#### [Stated exercise 1]
From the post about Zajonc and light, list every person mentioned by name, in the order they first appear.
#### [Stated exercise 2]
According to the post about Zajonc and light, how old was the boy whom the surgeons operated on in 1910?
#### [Stated exercise 3]
Reproduce the section of the post about Zajonc and light that opens with the words containing "Listening to Zajonc" and closes with "supplied by Steve.".

──────── Text excerpt

Listening to Zajonc - and the story of the sophistication of past scientists - and the
sanity of the prevailing scientific process and thinking - is refreshing - and a reminder that genuine scientific discourse is liberating, and nourishing. A fresh breeze - thank you both.
In the Zajonc audio-link: At 57:00+ Zajonc talks about the 'spirituality' of light - light itself is invisible, it illuminates, we see it's effects, but never light itself. Important words about the 'world of light' after death.
I think for certain you will appreciate Zajonc's exposition on the difference between Newton's theory and Goethe's theory of light within the audio-link supplied by Steve.
Here is a book you may enjoy - I will post the blurb as well within this post as it pertains to much discussed here (all emphasis my own) -
Catching the Light: the Entwined History of Light and Mind
"In 1910, the surgeons Moreau and LePrince wrote about their successful operation on an eight-year-old boy who had been blind since birth because of cataracts. When the boy's eyes were healed they removed the bandages and, waving a hand in front of the child's physically perfect eyes, asked him what he saw. "I don't know," was his only reply. What he saw was only a varying brightness in front of him. However, when allowed to touch the hand as it began to move, he cried out in a voice of triumph, "It's moving!" He could feel it move, but he still needed laboriously to learn to see it move. Light and eyes were not enough to grant him sight.How, then, do we see? What's the difference between seeing and perception? What is light?

────────────────
──────── Data listing

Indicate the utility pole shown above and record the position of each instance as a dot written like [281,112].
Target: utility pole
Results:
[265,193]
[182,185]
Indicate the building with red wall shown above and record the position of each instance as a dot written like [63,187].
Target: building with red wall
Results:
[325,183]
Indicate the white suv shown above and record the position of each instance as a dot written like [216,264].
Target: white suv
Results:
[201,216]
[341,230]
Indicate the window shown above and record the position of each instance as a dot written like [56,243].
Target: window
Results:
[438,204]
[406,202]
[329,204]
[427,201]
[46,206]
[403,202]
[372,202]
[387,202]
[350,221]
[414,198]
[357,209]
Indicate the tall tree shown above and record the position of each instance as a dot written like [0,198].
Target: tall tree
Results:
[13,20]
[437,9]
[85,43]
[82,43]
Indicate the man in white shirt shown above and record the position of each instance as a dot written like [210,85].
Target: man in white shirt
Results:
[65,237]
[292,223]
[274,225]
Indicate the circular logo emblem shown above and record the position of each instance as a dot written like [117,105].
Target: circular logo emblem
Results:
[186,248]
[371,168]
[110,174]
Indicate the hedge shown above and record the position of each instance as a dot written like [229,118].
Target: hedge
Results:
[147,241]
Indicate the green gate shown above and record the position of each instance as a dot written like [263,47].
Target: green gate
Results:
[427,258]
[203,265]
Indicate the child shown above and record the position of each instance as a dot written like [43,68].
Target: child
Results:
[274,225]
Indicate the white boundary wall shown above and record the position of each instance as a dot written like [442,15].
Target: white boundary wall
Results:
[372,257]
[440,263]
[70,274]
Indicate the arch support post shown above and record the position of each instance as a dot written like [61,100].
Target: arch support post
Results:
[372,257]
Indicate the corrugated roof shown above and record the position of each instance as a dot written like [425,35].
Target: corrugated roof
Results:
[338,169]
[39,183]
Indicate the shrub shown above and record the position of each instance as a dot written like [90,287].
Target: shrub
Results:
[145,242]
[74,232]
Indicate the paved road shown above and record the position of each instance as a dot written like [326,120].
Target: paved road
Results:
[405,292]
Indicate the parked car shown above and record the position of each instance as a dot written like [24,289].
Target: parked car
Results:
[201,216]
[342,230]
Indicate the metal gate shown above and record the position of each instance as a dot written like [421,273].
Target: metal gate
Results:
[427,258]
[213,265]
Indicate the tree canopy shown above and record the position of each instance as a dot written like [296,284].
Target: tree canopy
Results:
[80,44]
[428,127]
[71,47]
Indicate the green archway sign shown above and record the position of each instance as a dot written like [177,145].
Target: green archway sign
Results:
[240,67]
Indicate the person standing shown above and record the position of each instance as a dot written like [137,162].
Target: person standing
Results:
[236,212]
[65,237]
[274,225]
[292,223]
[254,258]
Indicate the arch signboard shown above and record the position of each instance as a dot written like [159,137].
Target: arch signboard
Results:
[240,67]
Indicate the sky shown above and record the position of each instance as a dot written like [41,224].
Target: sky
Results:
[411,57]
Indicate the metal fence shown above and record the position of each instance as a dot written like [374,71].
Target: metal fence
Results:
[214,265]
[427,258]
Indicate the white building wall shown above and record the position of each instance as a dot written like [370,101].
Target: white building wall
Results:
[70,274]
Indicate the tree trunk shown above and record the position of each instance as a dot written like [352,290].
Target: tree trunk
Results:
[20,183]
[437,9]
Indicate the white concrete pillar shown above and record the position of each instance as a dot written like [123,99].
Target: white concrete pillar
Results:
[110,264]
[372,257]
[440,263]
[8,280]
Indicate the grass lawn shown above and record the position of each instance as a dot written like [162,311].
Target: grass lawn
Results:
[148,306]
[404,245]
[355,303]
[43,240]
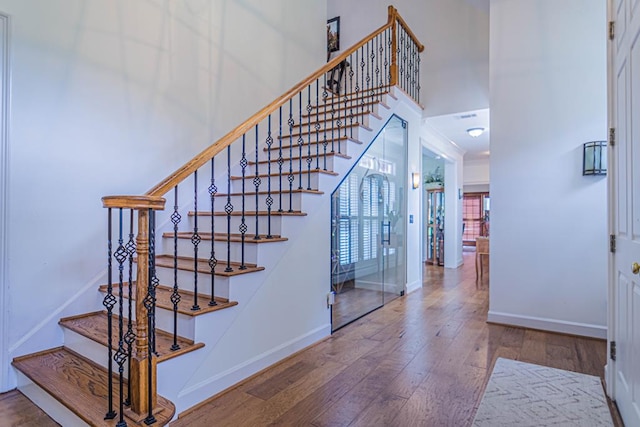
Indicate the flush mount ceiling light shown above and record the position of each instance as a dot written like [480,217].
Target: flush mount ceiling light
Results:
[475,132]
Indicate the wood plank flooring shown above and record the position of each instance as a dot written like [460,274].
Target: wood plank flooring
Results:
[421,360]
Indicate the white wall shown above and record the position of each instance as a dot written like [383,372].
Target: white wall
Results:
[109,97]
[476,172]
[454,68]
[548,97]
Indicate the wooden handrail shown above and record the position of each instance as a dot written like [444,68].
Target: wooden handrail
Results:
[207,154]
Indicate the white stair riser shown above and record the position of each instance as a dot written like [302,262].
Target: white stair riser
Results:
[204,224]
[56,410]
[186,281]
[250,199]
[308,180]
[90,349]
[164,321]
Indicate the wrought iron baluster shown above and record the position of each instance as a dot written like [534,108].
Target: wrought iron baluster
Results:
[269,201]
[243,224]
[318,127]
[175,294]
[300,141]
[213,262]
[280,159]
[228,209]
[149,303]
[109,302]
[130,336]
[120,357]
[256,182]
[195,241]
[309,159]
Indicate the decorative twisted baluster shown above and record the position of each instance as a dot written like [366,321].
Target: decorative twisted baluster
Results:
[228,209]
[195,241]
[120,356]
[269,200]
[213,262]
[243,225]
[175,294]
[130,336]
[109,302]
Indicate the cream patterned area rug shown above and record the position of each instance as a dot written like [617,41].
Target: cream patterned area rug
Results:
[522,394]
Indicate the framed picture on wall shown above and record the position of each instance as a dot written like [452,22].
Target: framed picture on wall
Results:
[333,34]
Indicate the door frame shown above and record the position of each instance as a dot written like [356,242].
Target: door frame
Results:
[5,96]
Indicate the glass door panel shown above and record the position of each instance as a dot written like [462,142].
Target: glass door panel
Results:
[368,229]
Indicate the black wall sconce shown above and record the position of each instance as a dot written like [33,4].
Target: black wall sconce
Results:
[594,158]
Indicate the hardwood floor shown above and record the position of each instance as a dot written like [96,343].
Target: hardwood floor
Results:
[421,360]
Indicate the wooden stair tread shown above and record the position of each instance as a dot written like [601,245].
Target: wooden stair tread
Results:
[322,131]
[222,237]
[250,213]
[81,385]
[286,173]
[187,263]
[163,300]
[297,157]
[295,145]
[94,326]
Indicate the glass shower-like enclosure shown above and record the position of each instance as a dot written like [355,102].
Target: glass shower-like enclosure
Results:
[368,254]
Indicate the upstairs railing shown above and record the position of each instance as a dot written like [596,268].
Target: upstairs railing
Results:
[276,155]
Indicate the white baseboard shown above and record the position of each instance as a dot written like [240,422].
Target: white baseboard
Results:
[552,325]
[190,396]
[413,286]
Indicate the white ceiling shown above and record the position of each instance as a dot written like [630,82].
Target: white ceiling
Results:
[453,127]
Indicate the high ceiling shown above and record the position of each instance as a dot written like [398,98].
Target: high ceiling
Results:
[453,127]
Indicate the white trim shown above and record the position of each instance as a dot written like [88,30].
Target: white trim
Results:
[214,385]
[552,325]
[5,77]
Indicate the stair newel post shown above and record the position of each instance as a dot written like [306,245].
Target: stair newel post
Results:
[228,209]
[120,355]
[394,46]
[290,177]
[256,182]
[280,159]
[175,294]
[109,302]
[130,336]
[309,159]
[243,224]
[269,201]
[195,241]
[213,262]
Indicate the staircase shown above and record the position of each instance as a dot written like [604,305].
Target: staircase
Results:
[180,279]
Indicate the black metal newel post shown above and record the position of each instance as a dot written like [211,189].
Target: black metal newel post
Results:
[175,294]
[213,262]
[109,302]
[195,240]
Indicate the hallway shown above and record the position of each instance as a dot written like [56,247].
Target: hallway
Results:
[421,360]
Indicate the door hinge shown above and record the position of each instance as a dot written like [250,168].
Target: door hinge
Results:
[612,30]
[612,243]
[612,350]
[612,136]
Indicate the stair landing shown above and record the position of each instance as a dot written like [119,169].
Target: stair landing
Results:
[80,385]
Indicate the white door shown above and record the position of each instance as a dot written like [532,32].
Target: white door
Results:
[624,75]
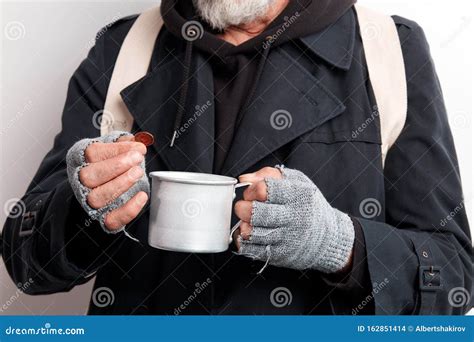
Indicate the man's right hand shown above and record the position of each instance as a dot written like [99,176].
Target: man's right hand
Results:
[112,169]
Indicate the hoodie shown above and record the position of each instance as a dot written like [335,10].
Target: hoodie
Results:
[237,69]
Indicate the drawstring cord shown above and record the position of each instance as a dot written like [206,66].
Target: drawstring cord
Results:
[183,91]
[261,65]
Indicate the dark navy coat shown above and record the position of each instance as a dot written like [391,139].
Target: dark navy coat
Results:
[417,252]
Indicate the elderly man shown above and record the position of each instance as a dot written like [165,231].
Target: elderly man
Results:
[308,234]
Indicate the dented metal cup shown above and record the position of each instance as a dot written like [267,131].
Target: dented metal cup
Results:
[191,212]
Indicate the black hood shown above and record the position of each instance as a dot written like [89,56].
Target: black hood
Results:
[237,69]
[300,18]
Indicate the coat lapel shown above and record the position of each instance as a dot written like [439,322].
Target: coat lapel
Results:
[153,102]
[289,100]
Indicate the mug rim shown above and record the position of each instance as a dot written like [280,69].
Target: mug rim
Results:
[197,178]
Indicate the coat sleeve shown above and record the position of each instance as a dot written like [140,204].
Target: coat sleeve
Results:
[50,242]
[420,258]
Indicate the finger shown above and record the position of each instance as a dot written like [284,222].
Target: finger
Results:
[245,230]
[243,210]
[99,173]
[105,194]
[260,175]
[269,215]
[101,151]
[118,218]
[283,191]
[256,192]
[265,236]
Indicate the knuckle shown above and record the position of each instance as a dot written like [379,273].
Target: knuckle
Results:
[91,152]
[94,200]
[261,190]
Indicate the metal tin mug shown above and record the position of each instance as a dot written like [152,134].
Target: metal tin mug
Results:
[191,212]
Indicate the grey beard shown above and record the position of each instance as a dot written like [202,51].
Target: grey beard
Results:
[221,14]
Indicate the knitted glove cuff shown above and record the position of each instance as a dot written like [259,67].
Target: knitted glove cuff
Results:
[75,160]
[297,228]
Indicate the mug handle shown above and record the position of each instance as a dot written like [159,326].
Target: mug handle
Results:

────────────────
──────── Data listing

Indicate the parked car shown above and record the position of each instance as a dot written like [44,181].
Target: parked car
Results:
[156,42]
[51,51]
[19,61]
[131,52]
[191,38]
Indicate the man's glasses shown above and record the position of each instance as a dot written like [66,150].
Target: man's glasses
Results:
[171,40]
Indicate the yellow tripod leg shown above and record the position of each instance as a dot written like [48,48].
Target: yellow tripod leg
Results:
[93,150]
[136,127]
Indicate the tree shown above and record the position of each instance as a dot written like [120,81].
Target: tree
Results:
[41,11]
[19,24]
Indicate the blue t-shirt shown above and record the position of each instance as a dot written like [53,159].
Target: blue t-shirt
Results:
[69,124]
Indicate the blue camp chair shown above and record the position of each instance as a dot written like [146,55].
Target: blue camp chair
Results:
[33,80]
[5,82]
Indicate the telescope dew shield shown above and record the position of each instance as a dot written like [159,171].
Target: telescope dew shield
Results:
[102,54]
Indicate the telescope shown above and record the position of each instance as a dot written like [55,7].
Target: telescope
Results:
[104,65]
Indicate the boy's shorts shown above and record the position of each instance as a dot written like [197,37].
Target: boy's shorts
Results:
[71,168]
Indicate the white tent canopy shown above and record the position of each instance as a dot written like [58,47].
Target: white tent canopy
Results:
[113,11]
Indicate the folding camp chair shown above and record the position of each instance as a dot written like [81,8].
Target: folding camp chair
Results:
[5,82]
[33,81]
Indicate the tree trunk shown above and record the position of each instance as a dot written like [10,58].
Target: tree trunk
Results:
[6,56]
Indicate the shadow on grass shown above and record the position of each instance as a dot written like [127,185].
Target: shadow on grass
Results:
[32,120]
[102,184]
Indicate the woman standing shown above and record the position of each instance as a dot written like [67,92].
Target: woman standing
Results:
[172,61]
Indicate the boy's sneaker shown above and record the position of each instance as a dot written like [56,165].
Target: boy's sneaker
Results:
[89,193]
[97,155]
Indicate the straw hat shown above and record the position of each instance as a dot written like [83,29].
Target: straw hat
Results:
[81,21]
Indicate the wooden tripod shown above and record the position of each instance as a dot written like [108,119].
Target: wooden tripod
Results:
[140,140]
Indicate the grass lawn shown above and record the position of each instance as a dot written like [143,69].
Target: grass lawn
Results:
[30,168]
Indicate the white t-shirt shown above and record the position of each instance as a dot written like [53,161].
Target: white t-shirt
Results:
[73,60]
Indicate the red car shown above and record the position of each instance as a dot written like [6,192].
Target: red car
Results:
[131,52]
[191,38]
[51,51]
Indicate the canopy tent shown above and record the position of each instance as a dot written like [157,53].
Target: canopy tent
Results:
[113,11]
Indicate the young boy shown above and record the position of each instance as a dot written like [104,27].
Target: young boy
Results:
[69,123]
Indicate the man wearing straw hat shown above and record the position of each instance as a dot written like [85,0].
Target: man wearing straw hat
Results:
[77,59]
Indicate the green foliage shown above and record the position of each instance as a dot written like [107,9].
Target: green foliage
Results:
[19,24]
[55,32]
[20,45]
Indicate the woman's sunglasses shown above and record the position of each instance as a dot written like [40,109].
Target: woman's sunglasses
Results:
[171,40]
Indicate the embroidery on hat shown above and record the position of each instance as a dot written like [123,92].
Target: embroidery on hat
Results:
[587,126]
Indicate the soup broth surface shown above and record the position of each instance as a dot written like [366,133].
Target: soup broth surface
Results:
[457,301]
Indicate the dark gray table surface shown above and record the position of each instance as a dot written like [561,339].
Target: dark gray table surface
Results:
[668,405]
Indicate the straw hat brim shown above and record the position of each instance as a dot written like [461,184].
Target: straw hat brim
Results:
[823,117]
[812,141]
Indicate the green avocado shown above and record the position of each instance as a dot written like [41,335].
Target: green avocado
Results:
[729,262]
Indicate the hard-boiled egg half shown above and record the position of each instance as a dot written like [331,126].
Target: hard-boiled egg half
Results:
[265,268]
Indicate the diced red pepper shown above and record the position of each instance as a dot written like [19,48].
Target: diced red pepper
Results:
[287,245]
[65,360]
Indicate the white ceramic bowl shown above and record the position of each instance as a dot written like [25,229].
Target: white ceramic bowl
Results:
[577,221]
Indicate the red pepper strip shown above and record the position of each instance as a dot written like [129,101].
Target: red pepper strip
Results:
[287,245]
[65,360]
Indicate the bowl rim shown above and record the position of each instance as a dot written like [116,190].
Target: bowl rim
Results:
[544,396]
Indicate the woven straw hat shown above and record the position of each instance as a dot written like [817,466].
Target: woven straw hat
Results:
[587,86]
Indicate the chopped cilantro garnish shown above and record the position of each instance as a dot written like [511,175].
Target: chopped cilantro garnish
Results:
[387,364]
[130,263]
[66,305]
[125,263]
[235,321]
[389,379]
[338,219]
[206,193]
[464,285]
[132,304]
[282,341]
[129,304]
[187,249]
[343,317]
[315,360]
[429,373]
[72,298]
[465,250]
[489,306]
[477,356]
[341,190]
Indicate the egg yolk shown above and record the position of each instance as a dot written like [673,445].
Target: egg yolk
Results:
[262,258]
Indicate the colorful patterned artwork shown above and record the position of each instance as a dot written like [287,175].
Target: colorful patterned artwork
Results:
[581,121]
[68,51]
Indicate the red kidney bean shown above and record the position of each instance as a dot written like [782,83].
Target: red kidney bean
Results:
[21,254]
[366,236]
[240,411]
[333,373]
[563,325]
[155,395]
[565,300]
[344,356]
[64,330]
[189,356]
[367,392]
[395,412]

────────────────
──────── Data listing

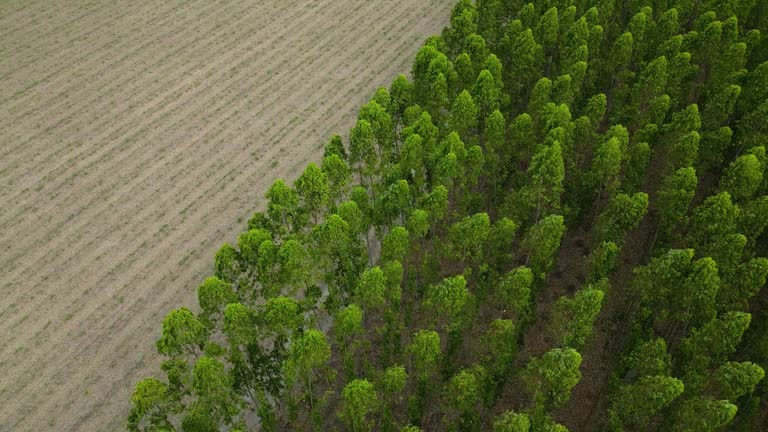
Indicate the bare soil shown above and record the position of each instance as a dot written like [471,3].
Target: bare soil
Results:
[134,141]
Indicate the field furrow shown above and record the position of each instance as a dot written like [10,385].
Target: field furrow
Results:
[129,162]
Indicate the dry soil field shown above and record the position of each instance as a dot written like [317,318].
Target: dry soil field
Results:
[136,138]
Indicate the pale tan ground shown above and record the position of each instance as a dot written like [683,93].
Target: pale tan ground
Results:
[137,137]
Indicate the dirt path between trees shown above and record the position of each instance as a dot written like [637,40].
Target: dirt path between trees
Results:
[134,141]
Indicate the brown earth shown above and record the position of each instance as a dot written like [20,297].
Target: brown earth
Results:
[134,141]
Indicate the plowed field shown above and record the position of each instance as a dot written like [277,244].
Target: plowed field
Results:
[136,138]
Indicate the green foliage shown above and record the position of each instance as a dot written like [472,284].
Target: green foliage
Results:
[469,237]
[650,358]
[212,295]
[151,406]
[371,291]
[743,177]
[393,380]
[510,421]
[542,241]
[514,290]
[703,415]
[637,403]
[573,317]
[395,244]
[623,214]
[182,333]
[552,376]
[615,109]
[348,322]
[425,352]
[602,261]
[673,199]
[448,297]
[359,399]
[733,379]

────────────────

#### [Correct response 1]
Zajonc, Newton, Goethe, Steve, Moreau, LePrince

#### [Correct response 2]
He was eight years old.

#### [Correct response 3]
Listening to Zajonc - and the story of the sophistication of past scientists - and the
sanity of the prevailing scientific process and thinking - is refreshing - and a reminder that genuine scientific discourse is liberating, and nourishing. A fresh breeze - thank you both.
In the Zajonc audio-link: At 57:00+ Zajonc talks about the 'spirituality' of light - light itself is invisible, it illuminates, we see it's effects, but never light itself. Important words about the 'world of light' after death.
I think for certain you will appreciate Zajonc's exposition on the difference between Newton's theory and Goethe's theory of light within the audio-link supplied by Steve.